## WHAT THIS TASK INVOLVES
Convert the section of the data below that begins with the line containing "Where can you spot the rocky" and ends with the line containing "[1075, 267]", both of those lines included, into a numbered list, leaving out any blank lines.

(Location identification entries)
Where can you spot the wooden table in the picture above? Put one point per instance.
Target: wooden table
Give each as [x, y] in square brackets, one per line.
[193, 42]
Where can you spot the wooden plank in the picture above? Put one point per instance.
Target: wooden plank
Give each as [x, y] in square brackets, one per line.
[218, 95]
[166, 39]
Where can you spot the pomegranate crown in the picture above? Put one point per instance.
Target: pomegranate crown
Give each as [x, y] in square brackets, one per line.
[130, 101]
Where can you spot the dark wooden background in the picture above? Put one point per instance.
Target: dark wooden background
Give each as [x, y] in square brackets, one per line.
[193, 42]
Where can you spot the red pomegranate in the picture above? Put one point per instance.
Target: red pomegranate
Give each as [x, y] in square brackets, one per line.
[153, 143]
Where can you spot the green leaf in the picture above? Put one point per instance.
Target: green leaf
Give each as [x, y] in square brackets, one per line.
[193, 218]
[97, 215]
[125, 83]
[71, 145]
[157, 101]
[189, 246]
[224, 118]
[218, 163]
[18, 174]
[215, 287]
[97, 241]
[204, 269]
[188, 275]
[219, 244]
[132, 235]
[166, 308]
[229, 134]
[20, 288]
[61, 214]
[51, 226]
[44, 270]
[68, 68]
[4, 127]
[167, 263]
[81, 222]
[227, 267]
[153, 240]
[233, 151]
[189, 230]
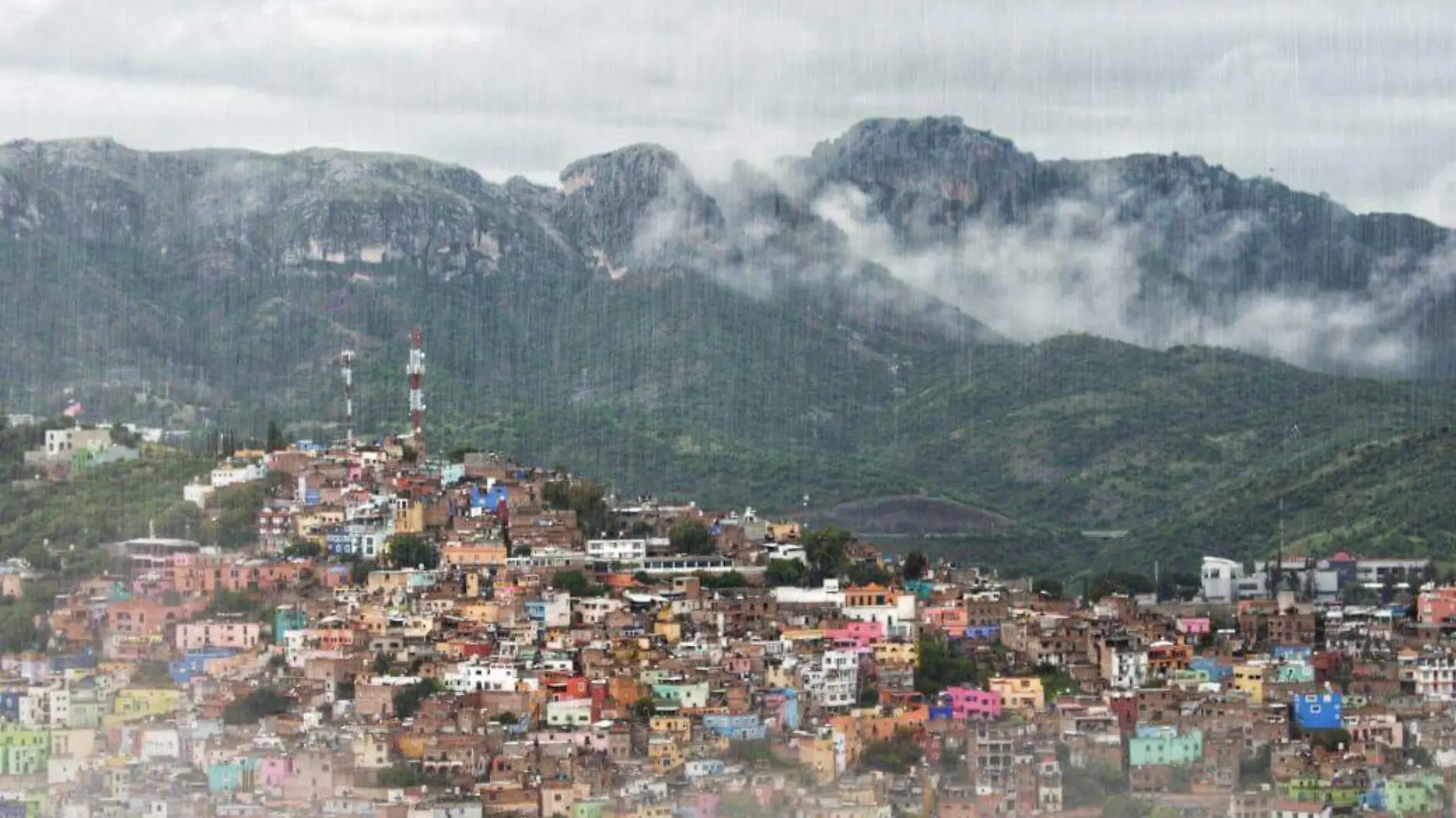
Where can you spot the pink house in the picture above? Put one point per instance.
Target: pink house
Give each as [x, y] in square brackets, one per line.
[946, 616]
[1193, 625]
[972, 703]
[197, 635]
[273, 772]
[857, 635]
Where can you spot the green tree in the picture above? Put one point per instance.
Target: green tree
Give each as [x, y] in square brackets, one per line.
[1050, 587]
[828, 552]
[274, 437]
[690, 538]
[409, 698]
[257, 705]
[867, 572]
[409, 551]
[587, 498]
[938, 669]
[303, 549]
[915, 565]
[785, 572]
[896, 756]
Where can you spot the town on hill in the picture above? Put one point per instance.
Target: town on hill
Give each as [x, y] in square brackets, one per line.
[386, 632]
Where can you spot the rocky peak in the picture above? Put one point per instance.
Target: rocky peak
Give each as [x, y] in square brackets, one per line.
[928, 175]
[638, 205]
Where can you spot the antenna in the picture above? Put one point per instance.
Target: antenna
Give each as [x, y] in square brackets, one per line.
[347, 373]
[415, 370]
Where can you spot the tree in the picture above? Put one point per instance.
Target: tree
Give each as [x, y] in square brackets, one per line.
[303, 549]
[828, 551]
[409, 551]
[690, 538]
[896, 756]
[915, 565]
[938, 669]
[867, 572]
[257, 705]
[785, 572]
[409, 698]
[644, 708]
[274, 440]
[587, 498]
[1051, 588]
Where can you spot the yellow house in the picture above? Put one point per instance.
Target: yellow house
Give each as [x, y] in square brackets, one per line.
[677, 728]
[786, 532]
[1018, 692]
[896, 653]
[73, 743]
[409, 517]
[1250, 680]
[817, 754]
[664, 754]
[667, 628]
[142, 703]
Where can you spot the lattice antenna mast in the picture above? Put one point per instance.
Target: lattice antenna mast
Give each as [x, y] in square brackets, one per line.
[417, 396]
[347, 375]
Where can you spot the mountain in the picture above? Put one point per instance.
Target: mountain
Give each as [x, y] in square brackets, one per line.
[880, 323]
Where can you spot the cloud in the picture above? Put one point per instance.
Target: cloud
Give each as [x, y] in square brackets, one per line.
[1339, 97]
[1075, 267]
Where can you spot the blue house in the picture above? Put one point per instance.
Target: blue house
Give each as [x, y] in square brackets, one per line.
[1318, 711]
[736, 727]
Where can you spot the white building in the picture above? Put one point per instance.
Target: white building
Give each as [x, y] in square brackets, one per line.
[225, 476]
[616, 551]
[197, 494]
[1129, 669]
[833, 682]
[1226, 583]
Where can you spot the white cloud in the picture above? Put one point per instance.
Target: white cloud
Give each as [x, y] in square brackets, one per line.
[1340, 97]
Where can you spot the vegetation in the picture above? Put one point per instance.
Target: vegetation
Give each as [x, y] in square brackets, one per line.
[258, 703]
[690, 538]
[409, 551]
[785, 572]
[409, 698]
[897, 754]
[228, 601]
[404, 776]
[915, 565]
[938, 667]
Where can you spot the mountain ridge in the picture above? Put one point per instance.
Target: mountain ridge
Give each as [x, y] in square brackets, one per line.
[910, 309]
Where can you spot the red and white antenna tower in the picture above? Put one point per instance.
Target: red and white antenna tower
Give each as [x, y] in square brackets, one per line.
[417, 398]
[347, 373]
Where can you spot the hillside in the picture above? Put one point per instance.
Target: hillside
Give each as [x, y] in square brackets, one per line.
[884, 318]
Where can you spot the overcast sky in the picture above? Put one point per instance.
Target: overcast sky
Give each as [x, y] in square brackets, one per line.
[1353, 98]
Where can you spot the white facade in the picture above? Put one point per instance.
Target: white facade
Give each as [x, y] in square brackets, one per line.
[234, 475]
[833, 682]
[1221, 580]
[475, 676]
[1129, 670]
[197, 494]
[1435, 677]
[897, 617]
[160, 744]
[616, 551]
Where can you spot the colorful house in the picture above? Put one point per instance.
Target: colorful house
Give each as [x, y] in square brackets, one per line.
[1161, 744]
[1318, 711]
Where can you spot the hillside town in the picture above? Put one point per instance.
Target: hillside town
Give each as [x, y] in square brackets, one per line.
[467, 636]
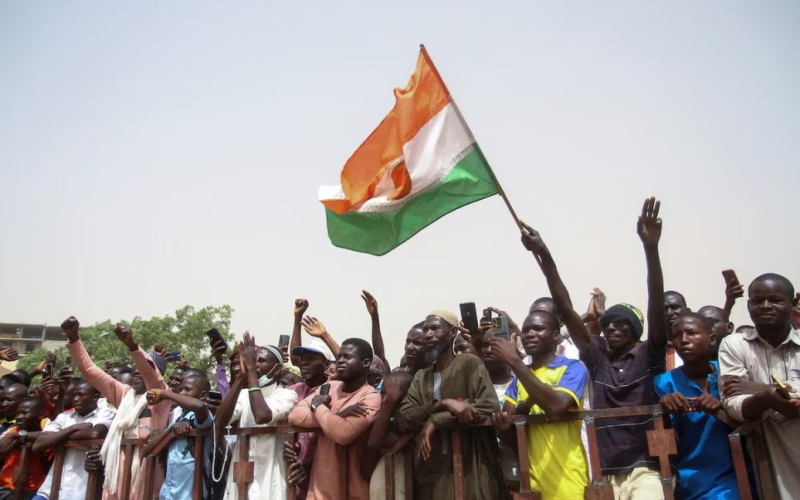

## ANSWER BELOW
1. Where can you spot the rocky peak in the picture above? Put one point per instance.
2. Target: rocky peak
3. Give each as [x, y] in square brackets, one per line.
4. [928, 175]
5. [638, 205]
6. Where can you spot the antenna in the picture above? Put one point per instance.
7. Target: antenna
8. Give each as [x, y] in square brackets, one per line.
9. [347, 373]
10. [415, 370]
11. Where can you spot the tree in the picture above? Put one point per instance.
12. Target: tree
13. Give each as [x, y] in square brackets, one per line.
14. [303, 549]
15. [828, 551]
16. [409, 551]
17. [690, 538]
18. [896, 756]
19. [915, 565]
20. [938, 669]
21. [867, 572]
22. [257, 705]
23. [785, 572]
24. [409, 698]
25. [644, 708]
26. [274, 440]
27. [587, 498]
28. [1051, 588]
29. Where can you spot the yellow house in the picture above? Put one point per instance.
30. Target: yellow house
31. Give each as [x, y] in square brackets, one per line.
32. [677, 728]
33. [786, 532]
34. [1018, 692]
35. [896, 653]
36. [73, 743]
37. [409, 517]
38. [1250, 680]
39. [817, 754]
40. [664, 754]
41. [667, 628]
42. [142, 703]
43. Where can you spot the lattice antenna mast in the picture above? Put one point per instance.
44. Target: lattice antenna mast
45. Give each as [x, y] in square brackets, one per line.
46. [417, 396]
47. [347, 375]
48. Where can you spot the mountain in the picture above? Put one point per instance.
49. Target: mountain
50. Give each as [x, y] in square brackets, one per line.
51. [880, 323]
52. Where can you spot the cloud in the picture above? Put one point per instance.
53. Target: cloud
54. Give each as [x, y] in square brackets, one per line.
55. [1339, 97]
56. [1075, 267]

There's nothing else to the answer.